++++ 과제용 자료
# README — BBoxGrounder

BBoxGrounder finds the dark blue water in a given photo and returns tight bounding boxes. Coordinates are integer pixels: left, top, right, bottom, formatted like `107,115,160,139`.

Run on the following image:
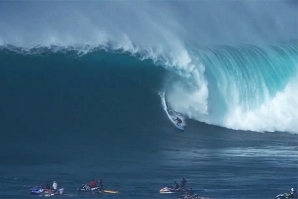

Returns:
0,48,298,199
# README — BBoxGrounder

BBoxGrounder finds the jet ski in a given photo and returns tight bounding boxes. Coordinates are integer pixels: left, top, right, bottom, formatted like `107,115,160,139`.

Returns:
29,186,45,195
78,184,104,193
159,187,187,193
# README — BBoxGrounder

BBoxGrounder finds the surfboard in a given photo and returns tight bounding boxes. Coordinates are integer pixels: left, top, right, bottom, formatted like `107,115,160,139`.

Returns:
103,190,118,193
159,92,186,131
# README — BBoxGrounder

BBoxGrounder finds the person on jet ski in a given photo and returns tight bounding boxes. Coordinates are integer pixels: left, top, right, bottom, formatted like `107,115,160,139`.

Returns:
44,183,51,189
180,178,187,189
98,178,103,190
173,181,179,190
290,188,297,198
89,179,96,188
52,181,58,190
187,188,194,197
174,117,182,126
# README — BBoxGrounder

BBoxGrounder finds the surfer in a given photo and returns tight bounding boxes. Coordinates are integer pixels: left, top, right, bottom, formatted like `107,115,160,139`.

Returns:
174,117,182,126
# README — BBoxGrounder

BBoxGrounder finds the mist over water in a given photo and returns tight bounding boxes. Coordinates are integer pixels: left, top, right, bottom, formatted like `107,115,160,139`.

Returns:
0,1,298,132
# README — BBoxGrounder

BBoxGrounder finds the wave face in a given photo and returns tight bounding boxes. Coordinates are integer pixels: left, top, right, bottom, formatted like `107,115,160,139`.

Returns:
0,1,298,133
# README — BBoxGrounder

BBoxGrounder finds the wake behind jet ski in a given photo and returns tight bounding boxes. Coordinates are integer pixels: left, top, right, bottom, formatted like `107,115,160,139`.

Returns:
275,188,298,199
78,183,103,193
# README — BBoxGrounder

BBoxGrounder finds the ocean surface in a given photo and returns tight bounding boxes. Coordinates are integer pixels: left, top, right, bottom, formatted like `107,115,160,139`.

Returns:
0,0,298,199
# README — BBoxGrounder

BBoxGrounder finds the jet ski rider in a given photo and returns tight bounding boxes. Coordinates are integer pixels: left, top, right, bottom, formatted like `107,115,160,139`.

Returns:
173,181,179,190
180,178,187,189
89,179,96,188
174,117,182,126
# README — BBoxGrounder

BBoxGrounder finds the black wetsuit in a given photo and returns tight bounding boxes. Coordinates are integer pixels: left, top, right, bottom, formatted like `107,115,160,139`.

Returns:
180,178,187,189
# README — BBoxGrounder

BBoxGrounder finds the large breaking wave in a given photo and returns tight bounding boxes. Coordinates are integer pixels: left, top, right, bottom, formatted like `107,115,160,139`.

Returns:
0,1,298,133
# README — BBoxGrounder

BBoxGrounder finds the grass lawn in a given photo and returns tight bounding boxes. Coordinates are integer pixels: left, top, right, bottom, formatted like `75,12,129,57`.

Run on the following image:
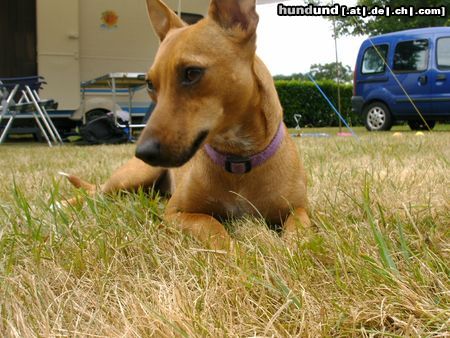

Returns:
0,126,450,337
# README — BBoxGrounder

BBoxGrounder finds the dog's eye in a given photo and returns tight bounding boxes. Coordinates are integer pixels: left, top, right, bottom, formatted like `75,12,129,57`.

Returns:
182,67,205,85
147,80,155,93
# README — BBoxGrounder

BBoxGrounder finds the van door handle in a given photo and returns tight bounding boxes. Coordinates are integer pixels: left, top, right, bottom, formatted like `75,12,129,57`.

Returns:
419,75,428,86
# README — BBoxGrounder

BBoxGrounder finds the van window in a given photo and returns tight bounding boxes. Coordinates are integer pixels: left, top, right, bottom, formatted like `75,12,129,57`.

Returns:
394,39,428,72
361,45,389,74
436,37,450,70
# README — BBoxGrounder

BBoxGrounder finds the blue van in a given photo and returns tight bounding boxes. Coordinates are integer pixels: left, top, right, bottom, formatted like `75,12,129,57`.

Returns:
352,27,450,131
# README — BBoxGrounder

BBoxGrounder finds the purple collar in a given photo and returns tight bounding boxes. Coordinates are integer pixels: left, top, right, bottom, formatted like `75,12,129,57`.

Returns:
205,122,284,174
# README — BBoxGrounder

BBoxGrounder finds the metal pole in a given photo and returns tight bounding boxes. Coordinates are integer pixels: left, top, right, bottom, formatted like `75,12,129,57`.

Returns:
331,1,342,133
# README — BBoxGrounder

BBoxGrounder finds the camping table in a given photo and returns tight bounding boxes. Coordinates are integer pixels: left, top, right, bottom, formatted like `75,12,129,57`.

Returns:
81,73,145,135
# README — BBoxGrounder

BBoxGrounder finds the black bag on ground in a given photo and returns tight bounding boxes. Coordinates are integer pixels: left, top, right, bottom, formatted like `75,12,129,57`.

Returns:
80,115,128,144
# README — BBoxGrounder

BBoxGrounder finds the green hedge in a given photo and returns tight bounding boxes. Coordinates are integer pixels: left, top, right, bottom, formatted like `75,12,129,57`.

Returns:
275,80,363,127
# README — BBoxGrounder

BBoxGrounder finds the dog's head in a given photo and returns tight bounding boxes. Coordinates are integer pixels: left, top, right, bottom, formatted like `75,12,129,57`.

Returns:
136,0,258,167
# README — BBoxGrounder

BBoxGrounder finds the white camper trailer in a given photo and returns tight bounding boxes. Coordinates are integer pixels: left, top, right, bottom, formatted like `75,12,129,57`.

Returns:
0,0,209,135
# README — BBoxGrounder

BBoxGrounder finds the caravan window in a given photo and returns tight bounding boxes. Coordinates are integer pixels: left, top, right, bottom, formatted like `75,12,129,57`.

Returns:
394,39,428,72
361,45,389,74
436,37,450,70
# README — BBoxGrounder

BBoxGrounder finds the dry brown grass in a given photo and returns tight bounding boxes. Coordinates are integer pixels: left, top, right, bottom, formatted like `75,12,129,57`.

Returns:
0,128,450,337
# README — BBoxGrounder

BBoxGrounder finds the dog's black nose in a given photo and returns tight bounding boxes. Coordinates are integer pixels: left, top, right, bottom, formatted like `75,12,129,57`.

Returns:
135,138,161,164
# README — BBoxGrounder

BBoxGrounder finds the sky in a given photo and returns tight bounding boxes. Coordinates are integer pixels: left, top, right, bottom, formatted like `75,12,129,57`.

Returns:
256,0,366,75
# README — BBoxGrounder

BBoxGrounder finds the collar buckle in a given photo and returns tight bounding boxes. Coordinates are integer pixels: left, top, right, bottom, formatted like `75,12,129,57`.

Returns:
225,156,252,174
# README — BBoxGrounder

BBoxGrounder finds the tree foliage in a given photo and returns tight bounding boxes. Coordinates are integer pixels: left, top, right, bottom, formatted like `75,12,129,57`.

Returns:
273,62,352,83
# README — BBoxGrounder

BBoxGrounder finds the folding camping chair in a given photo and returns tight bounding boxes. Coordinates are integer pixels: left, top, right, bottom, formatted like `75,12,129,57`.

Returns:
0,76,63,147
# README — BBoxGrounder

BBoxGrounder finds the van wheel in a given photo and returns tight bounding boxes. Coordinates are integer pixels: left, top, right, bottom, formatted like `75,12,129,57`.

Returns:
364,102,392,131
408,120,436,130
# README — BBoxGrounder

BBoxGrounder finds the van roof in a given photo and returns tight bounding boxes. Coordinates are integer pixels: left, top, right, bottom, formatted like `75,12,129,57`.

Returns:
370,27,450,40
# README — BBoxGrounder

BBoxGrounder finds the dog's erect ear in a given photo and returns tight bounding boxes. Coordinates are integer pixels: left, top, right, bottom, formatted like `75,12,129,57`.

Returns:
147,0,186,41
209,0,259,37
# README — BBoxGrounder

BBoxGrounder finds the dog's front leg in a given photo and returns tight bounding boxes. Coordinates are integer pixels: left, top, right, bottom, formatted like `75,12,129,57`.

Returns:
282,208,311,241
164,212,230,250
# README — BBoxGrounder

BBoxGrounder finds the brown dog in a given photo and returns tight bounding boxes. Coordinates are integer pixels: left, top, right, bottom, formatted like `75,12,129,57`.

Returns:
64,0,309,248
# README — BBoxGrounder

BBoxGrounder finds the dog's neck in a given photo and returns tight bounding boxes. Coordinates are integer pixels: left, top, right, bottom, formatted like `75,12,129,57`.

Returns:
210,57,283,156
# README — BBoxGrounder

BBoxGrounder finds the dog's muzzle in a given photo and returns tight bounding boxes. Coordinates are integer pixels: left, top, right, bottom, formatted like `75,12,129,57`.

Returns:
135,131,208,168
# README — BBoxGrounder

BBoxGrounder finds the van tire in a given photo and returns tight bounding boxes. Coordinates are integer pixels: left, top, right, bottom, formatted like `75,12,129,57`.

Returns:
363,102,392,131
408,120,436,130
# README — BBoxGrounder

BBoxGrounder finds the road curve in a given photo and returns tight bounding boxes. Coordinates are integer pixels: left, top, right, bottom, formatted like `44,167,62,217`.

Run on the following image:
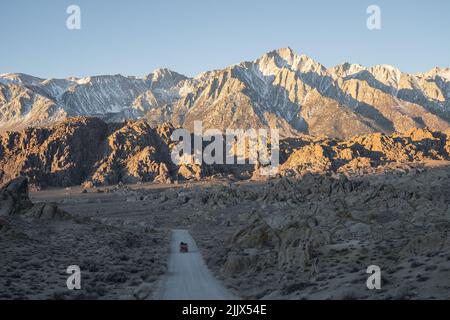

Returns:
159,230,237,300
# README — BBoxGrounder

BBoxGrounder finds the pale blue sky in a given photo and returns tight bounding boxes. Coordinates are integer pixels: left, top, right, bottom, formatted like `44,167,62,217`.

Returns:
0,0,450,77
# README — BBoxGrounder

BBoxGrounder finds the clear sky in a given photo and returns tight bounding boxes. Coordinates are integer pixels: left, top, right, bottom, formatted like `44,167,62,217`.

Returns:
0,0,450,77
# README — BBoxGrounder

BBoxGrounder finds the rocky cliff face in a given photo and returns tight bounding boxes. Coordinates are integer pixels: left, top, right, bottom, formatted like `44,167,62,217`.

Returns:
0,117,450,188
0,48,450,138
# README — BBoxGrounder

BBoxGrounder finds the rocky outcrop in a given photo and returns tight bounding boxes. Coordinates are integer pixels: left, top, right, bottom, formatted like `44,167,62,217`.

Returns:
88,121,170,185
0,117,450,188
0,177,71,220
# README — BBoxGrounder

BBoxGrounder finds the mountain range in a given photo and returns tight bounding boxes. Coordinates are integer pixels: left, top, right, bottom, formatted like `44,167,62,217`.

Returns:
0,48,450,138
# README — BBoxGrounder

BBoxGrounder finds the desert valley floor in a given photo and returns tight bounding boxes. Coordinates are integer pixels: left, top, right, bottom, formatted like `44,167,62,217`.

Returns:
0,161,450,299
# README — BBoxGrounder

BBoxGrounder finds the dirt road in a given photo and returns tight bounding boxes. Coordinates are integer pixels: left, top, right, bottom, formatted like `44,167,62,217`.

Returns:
++++++++
위 자료의 첫 줄에서 시작하여 "0,48,298,199"가 들어 있는 줄까지, 양 끝을 포함한 줄들을 한 줄에 문자열 하나씩 JSON 목록에 넣으세요. 빈 줄과 그림은 답에서 빼세요.

[
  "# README — BBoxGrounder",
  "BBoxGrounder finds the dark blue water in a given photo and returns tight bounding boxes. Coordinates are integer pixels: left, top, right, bottom, formatted like `107,115,160,139`.",
  "Run on the following image:",
  "Returns:",
  "0,48,298,199"
]